• _EXTRACTED TEXT_
The seminal Settlers of Catan
Upstairs Mr Bond had a blast of retro Euro with Settlers of Catan. The title that kick started the board game revival and introduced the world to Euro / German gaming and the phrase Wood for Sheep, amusing countless numbers of American gamers. Mr Bond won this despite Lewis looking like he was in a strong position. Perhaps too strong, inviting everyone to ignore him with avengeance ? Who knows.

Pete got Lord of the Ice Garden to table for the fourth consecutive week. Everyone seems to be taking an exploratory stab at this, and this week it was the turn of what I rudely dubbed the old farts. Tom, Stu, Owein and Pete. I couldn't quite grab a thumbs up or thumbs down from this, from which I can assume it wasn't universally cheered as the next awesome sauce or the worst of the worst.

Werewolf had some blasts downstairs. I think the wolves won it. Richard the IV even went so far as to twitbrag about it. A lesson for werewolfers at NoBoG in future - check twitter for tells.

25 for this round of gaming. Giving rise to more than one person noting how quiet it was this week. 25 is quiet. Apparently. Just so you know. The stats reckon its average. This time last year 25 would have been a record attendance. Pfah.

Wednesday, 5 November 2014

No Planes, No Trains and No Automobiles

After all that NoBoG statistic compilation of what was played where, I had to go have a lie down for a week. And so missed last weeks blog.

Mr Bond was attending the Beer festival, turned up for half an hour at the Ribs to say hello, and then went back to boozing taste testing with a vague promise to be back for the fillers. Which he failed to materialise for. Presumably by this point he was asleep in a shrubbery somewhere between the festival and the Ribs with a happy beer blissed face. So he wasn't going to write a blog post either.

Before we begin, if you've been keeping an eye on other NoBoG channels you might have noticed Owein has launched his own board game retailing enterprise. Here in his own words...

For those of you who couldn't make it to the club this week, I am really excited to announce that last Sunday saw the Grand Opening of my online games store www.kingbeegames.co.uk

King Bee Games stock a wide range of games at great prices, with an emphasis on middle and lighter weight games. If there is a particular game (or games!) that you are after that we are not currently stocking, please don’t hesitate to contact me and I can check whether I am able to source it from our suppliers and let you know how much it would be.

I am also happy to bring along any games you would like to buy to the club and offer a 10% discount on our normal prices. If there are any games that you are interested in, please drop me a line at info@kingbeegames.co.uk and I can let you know how much they would be!

• _INFORMATION SUPPLIED_
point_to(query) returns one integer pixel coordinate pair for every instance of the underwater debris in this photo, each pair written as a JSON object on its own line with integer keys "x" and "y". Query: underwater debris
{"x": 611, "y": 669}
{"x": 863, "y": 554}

• _TASK GOAL_
Write the next part of the board game club blog post, picking up after its final sentence. The material plays no part in what is asked here.

• _TASK OUTPUT_
Thanks
Owein

Last week we had a record equalling 33 turn up - 34 if you count Mr Bond who didn't play and was asleep in the shrubbery. A few new games were on offer - Fletch had a virgin copy of Planes on the table which regrettably no one seemed to be fantastically interested in playing. This is no slur on either Fletch or the game, but if you've been to NoBoG you will know that by and large everyone is so laidback / indecisive to the point that although everyone has turned up to play games, no one really is any rush to actually suggest or play a game.

Elliot also had some new still sealed game to play, and despite a great marketing introduction ( where it wasn't entirely clear if he was trying to sell it or play it ) the game met with little enthused response. If it's not Lords of Waterdeep, expect no one to have an opinion !

No planes. And no Ticket to ride trains. And you'll be lucky to find a game about automobiles.

At this rate we will be giving mandatory play orders to those who can't name a game to play in 30 seconds. Punishment games will include, Race for the Galaxy, Munchkin, Ticket to Ride, Hansa Teutonica and Advanced Squad Leader. You will play the one you hate / sneer at. Which should cover everyone. ASL for the newbies and pacifists. Munchkin for the hardcore Euros. Ticket to Ride for the wargamers. And Hansa Teutonica / Race for the Galaxy for the thematic Ameritrashers.

Pete too was grasping a new game, Igglepiggle of the Night Garden Lord of the Ice Garden, but whether it's Pete's unique silver tongue/weaselly diplomacy, his amazing spectacular ever changing hair or possibly the game itself, his new offering quickly found some players to give it a shot.

Lord of the Ice Garden.
Peter ( top right ) appears to be giving a shakespearean
monologue / epic rules explanation to set the scene.
And what a pretty shot it is, the game is a real looker, possibly because of its Kickstarter heritage ( which in my experience all tend to have bling to encourage you to spend your moolah on an untested prototype ), and also possibly because it comes from an existing IP of a series of Polish fantasy novels. However, unless you are Polish the chances are you will have never heard or read it, as I don't believe it has ever been translated from its native language.

Lord of the Ice Garden is an area control game between competing players, where combat is distinctly deterministic - there is no dice rolling or randomness here. Pay to activate your troops. Get what you paid for.

Players get to choose what actions they will take in a turn via a typical worker placement / action drafting stage, before enacting those actions during gameplay. Combat occurs, influence can be placed, which allows players to change the domination of an area. Resources and victory points are gleaned from what you control on the board at the end of a turn.

Pretty, pretty models. Fletch however is unmoved.
All that glitters is not gold.
The four different factions are asymmetrical with differing special goals to secure for a goal win, so if you like being a special snowflake in a game, this will appeal. The problem with very groovy and interesting asymmetry in games is the multi headed hydra that is balance. It is balanced ? Good question. Pete has played this two weeks in a row, and for two weeks in a row the same faction has won. The straight forward, smash you in the face, melee orientated faction. Whether this is a bit of group think going on as Pete suggests, or is simply a faction easily accessible to newbies who don't quite grasp the depth of possibilties, or is a genuine balance issue only time will tell.

For the time being almost everyone that's played it has liked it. Fletch in particular did not enjoy it. His game had an epic rules session where Pete spent so long going through rules to the new game that other tables had actually just about finished their first small offering. Long rules sessions can be tiring. I am terrible for them - I tend to switch off and daydream instead of listening. I think Fletch also made a few mis-steps and as is the nature of some games could never really recover. Uh huh.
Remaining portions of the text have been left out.